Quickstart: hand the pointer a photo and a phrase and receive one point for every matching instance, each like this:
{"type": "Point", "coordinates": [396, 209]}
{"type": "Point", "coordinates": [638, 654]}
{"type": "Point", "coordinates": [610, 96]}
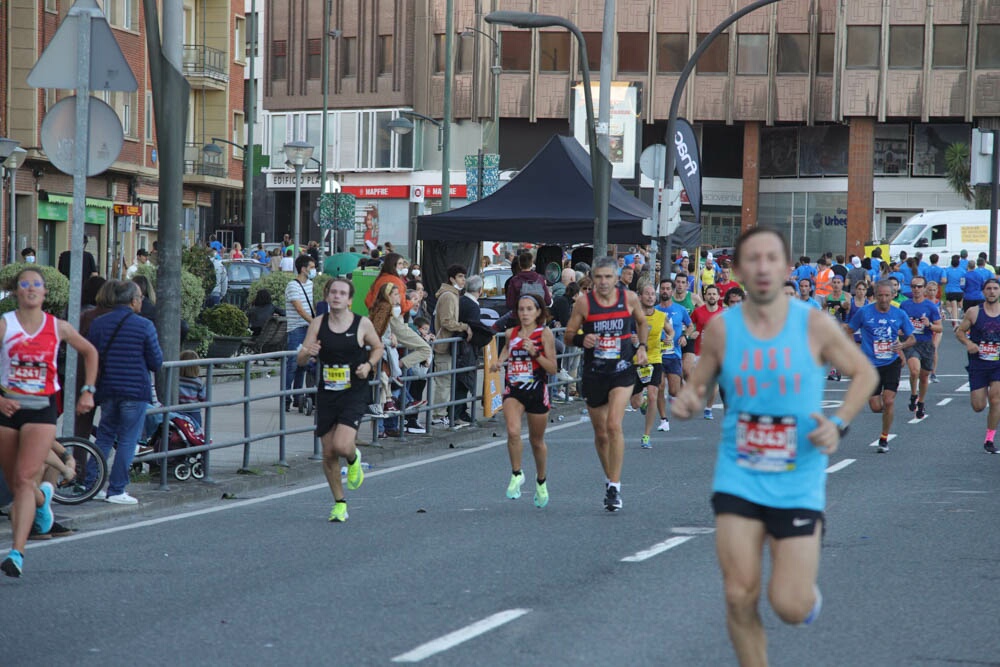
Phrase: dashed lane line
{"type": "Point", "coordinates": [453, 639]}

--------------------------------------------------

What the task asks »
Pictures aside, retype all of the entries word for word.

Answer box »
Quickstart: hand the pointer a photo and a phrase and receive one point for every matching instance, each like this:
{"type": "Point", "coordinates": [396, 209]}
{"type": "Point", "coordinates": [638, 654]}
{"type": "Point", "coordinates": [610, 96]}
Phrase: dashed lane line
{"type": "Point", "coordinates": [453, 639]}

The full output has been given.